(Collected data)

····················

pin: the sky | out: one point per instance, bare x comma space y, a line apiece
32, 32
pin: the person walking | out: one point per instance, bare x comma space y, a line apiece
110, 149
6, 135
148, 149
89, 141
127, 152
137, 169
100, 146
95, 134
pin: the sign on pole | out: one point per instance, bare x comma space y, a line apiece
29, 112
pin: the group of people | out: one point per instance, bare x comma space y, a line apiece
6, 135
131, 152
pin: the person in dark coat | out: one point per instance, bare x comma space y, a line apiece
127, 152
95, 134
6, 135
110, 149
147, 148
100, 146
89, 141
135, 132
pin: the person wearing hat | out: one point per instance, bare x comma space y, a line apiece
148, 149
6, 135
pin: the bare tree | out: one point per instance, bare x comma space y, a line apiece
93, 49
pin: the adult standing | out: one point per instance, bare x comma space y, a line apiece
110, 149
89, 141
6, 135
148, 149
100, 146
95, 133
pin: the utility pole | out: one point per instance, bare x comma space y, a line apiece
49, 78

····················

- REQUIRED TASK
Copy out every line of the data above verbatim, with no changes.

- SOLUTION TO THIS PROBLEM
pin: the sky | out: one point per instance, bare x comma space y, a line apiece
32, 32
pin: the person walking | out: one point per instance, bare x comma space y, a line apiece
110, 149
6, 135
148, 149
89, 141
127, 152
137, 169
100, 146
95, 134
pin: the sign on pole | out: one point per instance, bare x comma space y, a line apiece
29, 112
pin: the group of people | out: one point per instance, bare x comma space y, a line apiece
6, 135
131, 152
pin: the person in dark coat | out: one point per instance, bare x comma space y, a line apiece
127, 152
95, 134
6, 135
110, 149
147, 148
100, 146
89, 141
135, 132
pin: the person wearing hat | out: one point per instance, bare x comma space y, a line apiece
148, 149
6, 135
pin: the bare tree | out: one point per instance, bare x comma space y, a line apiece
93, 49
pin: the adult standing | out: one point per instance, bare x comma space y, a line apiece
110, 149
89, 141
6, 135
148, 149
100, 146
95, 133
pin: the utility pole | out: one point per instance, bare x comma space y, a line apiece
49, 78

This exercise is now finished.